Data listing
"""
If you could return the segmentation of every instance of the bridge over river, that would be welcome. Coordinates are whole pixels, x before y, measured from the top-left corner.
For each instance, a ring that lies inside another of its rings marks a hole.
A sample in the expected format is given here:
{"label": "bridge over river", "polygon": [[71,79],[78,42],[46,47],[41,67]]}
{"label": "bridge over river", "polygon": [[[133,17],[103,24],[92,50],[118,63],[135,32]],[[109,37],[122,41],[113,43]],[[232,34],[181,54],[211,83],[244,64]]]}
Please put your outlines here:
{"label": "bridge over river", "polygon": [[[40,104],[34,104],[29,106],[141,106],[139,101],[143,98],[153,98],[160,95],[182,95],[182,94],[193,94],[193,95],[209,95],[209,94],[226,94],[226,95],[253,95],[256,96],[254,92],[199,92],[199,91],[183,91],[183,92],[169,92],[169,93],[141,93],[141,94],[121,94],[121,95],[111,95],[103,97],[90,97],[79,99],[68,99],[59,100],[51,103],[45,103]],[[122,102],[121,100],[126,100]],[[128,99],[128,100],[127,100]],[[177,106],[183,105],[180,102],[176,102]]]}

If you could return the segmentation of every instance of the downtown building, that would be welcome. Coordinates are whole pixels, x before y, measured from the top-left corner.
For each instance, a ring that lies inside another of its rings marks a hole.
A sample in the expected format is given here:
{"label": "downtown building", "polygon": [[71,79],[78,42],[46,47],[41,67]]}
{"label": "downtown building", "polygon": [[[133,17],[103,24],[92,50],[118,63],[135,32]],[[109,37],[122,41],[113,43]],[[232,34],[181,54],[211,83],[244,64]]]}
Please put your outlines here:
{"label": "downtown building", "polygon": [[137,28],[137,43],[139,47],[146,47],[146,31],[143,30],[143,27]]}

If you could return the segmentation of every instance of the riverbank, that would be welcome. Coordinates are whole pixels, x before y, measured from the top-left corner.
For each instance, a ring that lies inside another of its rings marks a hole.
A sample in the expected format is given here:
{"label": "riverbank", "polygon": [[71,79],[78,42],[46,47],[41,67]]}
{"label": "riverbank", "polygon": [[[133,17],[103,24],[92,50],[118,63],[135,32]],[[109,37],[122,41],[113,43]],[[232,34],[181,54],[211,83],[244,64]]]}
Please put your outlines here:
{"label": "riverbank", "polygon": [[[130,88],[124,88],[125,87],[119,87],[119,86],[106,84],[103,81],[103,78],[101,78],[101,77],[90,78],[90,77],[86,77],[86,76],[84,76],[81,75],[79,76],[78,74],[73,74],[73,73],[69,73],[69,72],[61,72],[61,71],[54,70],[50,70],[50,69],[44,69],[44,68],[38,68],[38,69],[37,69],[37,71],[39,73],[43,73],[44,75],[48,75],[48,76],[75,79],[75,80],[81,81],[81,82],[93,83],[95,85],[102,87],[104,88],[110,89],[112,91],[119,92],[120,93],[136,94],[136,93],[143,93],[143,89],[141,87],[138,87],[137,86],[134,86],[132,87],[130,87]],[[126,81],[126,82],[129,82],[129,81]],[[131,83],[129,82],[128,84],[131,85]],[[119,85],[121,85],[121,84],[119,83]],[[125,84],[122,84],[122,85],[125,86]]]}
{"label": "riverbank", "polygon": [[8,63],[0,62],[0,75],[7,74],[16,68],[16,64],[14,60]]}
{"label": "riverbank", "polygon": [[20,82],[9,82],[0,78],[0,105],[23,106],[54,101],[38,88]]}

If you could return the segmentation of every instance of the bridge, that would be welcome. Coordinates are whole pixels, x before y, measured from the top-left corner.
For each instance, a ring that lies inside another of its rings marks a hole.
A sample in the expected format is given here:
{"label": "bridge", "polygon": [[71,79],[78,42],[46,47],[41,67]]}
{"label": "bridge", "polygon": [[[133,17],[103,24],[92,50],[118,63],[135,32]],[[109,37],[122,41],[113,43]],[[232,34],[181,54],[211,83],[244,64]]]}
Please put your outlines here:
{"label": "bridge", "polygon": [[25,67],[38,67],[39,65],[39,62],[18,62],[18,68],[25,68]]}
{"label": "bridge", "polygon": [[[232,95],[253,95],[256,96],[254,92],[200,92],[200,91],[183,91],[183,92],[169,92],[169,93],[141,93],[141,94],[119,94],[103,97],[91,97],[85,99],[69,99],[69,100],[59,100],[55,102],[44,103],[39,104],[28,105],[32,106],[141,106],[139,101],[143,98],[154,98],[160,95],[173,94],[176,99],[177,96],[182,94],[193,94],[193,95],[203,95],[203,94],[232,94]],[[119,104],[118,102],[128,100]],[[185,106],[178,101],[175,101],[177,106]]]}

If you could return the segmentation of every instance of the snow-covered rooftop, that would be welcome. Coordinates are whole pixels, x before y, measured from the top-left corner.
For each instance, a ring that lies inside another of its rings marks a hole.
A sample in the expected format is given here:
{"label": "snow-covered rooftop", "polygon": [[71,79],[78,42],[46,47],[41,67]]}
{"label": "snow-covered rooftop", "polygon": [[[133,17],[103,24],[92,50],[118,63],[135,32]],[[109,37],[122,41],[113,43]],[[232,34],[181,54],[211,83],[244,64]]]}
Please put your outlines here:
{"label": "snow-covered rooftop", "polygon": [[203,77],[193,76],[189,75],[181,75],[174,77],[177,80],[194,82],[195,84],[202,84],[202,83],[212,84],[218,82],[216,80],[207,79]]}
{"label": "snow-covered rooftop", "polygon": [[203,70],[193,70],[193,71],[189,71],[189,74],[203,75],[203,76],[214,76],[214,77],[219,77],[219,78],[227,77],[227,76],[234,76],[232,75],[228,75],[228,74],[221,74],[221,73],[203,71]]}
"""
Convert every line of the entries above into a numbered list, skipping blank lines.

1. If you could return the segmentation of every instance of the bridge over river, that would be welcome. Coordinates are whole pixels, x before y, measured from the top-left corner.
2. For each instance, a ring that lies inside another of its rings marks a hole.
3. A sample in the expected format is given here:
4. {"label": "bridge over river", "polygon": [[71,79],[78,42],[46,47],[41,67]]}
5. {"label": "bridge over river", "polygon": [[[133,17],[103,24],[92,50],[118,63],[135,32]],[[109,37],[122,41],[113,43]],[[232,34],[181,54],[211,83],[244,64]]]}
6. Please put your outlines here:
7. {"label": "bridge over river", "polygon": [[[40,104],[34,104],[29,106],[141,106],[139,101],[143,98],[153,98],[160,95],[182,95],[182,94],[193,94],[193,95],[209,95],[209,94],[226,94],[226,95],[253,95],[256,96],[254,92],[199,92],[199,91],[183,91],[183,92],[169,92],[169,93],[141,93],[141,94],[121,94],[121,95],[111,95],[103,97],[90,97],[79,99],[68,99],[59,100],[51,103],[45,103]],[[122,102],[121,100],[126,100]],[[128,99],[128,100],[127,100]],[[177,106],[183,105],[180,102],[176,102]]]}
8. If you could return the segmentation of every instance of the downtown building, that would be welcome. Coordinates are whole pixels, x before y, measured from the top-left corner.
9. For each instance, a ring that lies inside another of its rings marks a hole.
10. A sample in the expected format is given here:
11. {"label": "downtown building", "polygon": [[71,79],[78,42],[46,47],[41,67]]}
12. {"label": "downtown building", "polygon": [[[133,17],[103,24],[92,50],[118,63],[135,32]],[[109,37],[122,41],[113,43]],[[232,34],[181,54],[211,83],[244,64]]]}
13. Please put your outlines here:
14. {"label": "downtown building", "polygon": [[137,28],[137,43],[139,47],[146,47],[146,31],[143,30],[143,27]]}
15. If you could return the segmentation of every instance of the riverbank, that would be welcome. Coordinates are whole pixels, x before y, measured from the top-left corner.
16. For each instance, a ring that lies inside another of its rings marks a hole.
17. A sample in the expected format is given here:
18. {"label": "riverbank", "polygon": [[71,79],[78,42],[46,47],[41,67]]}
19. {"label": "riverbank", "polygon": [[[133,17],[103,24],[92,50],[118,63],[135,32]],[[109,37],[122,41],[113,43]],[[232,34],[181,54],[211,83],[244,64]]]}
20. Please put your outlines here:
21. {"label": "riverbank", "polygon": [[[130,88],[124,88],[125,87],[119,87],[119,86],[106,84],[103,81],[103,78],[101,78],[101,77],[90,78],[90,77],[86,77],[86,76],[84,76],[81,75],[79,76],[78,74],[73,74],[73,73],[69,73],[69,72],[61,72],[61,71],[54,70],[50,70],[50,69],[44,69],[44,68],[38,68],[38,69],[37,69],[37,71],[39,73],[43,73],[44,75],[48,75],[48,76],[75,79],[75,80],[81,81],[81,82],[93,83],[95,85],[102,87],[104,88],[110,89],[112,91],[119,92],[120,93],[136,94],[136,93],[143,93],[143,89],[141,87],[138,87],[137,86],[134,86],[132,87],[130,87]],[[126,81],[126,82],[129,82],[129,81]],[[131,83],[129,82],[128,84],[131,85]],[[119,85],[121,85],[121,84],[119,83]],[[125,84],[122,84],[122,85],[125,86]]]}
22. {"label": "riverbank", "polygon": [[8,63],[0,62],[0,75],[7,74],[16,68],[16,64],[14,60]]}
23. {"label": "riverbank", "polygon": [[20,82],[9,82],[0,78],[0,105],[23,106],[54,101],[38,88]]}
24. If you could return the segmentation of every instance of the bridge, that would be welcome. Coordinates are whole pixels, x before y, measured from the top-left corner.
25. For each instance, a ring that lies inside another of its rings marks a hole.
26. A sample in the expected format is given here:
27. {"label": "bridge", "polygon": [[71,79],[78,42],[46,47],[41,67]]}
28. {"label": "bridge", "polygon": [[[133,17],[103,24],[92,50],[118,63],[135,32]],[[109,37],[122,41],[113,43]],[[232,34],[181,54],[211,83],[244,64]]]}
29. Please put your outlines here:
30. {"label": "bridge", "polygon": [[25,67],[38,67],[39,65],[39,62],[18,62],[18,68],[25,68]]}
31. {"label": "bridge", "polygon": [[[232,95],[253,95],[256,96],[254,92],[200,92],[200,91],[183,91],[183,92],[169,92],[169,93],[141,93],[141,94],[119,94],[103,97],[91,97],[85,99],[69,99],[69,100],[59,100],[55,102],[44,103],[39,104],[28,105],[32,106],[141,106],[139,101],[143,98],[154,98],[160,95],[173,94],[176,99],[177,96],[182,94],[193,94],[193,95],[203,95],[203,94],[232,94]],[[119,104],[118,102],[128,100]],[[185,106],[178,101],[175,101],[177,106]]]}
32. If you could return the segmentation of every instance of the snow-covered rooftop, that would be welcome. Coordinates are whole pixels, x before y, measured from the top-left corner.
33. For each instance, a ring that lies inside another of its rings marks a hole.
34. A sample in the expected format is given here:
35. {"label": "snow-covered rooftop", "polygon": [[71,79],[78,42],[46,47],[41,67]]}
36. {"label": "snow-covered rooftop", "polygon": [[[133,17],[103,24],[92,50],[118,63],[135,32]],[[109,37],[122,41],[113,43]],[[232,34],[181,54],[211,83],[244,64]]]}
37. Please put your outlines here:
38. {"label": "snow-covered rooftop", "polygon": [[203,77],[193,76],[189,75],[181,75],[174,77],[177,80],[194,82],[195,84],[202,84],[202,83],[212,84],[218,82],[216,80],[207,79]]}
39. {"label": "snow-covered rooftop", "polygon": [[203,70],[193,70],[193,71],[189,71],[189,74],[203,75],[203,76],[214,76],[214,77],[219,77],[219,78],[227,77],[227,76],[234,76],[232,75],[228,75],[228,74],[221,74],[221,73],[203,71]]}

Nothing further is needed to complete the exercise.